WHAT IS BEING ASKED ▸ Find every line in the records below that contains the word "black" and copy each of those lines.

· · ·

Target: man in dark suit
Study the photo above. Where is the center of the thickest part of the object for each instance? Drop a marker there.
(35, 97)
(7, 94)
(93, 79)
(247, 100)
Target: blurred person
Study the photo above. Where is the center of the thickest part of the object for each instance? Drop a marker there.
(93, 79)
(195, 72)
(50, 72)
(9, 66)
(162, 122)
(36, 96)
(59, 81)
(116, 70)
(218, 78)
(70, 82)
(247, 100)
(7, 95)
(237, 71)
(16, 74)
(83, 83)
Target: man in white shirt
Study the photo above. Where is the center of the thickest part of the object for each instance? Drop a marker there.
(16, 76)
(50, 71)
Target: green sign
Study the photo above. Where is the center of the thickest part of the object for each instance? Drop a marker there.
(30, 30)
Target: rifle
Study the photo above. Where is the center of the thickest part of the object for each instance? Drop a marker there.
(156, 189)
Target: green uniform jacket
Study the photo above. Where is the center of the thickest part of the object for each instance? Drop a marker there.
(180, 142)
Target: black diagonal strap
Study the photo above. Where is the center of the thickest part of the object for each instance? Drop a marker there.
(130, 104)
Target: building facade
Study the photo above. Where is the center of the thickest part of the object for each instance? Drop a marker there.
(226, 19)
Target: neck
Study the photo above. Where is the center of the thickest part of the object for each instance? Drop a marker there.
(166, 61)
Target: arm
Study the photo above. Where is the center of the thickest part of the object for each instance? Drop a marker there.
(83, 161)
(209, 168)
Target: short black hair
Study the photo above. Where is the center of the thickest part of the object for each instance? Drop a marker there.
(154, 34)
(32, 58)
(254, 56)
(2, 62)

· · ·

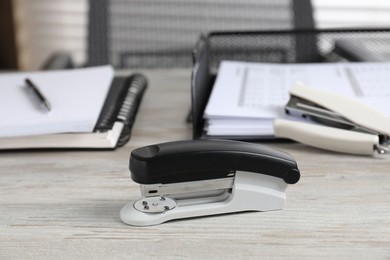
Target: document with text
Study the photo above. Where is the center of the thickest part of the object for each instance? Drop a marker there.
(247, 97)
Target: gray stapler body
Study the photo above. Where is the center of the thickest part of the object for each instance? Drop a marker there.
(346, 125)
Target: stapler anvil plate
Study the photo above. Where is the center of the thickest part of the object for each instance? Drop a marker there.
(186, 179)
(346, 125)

· · ·

WRITTEN SOLUTION ▸
Target: black diagonal strap
Target: short black hair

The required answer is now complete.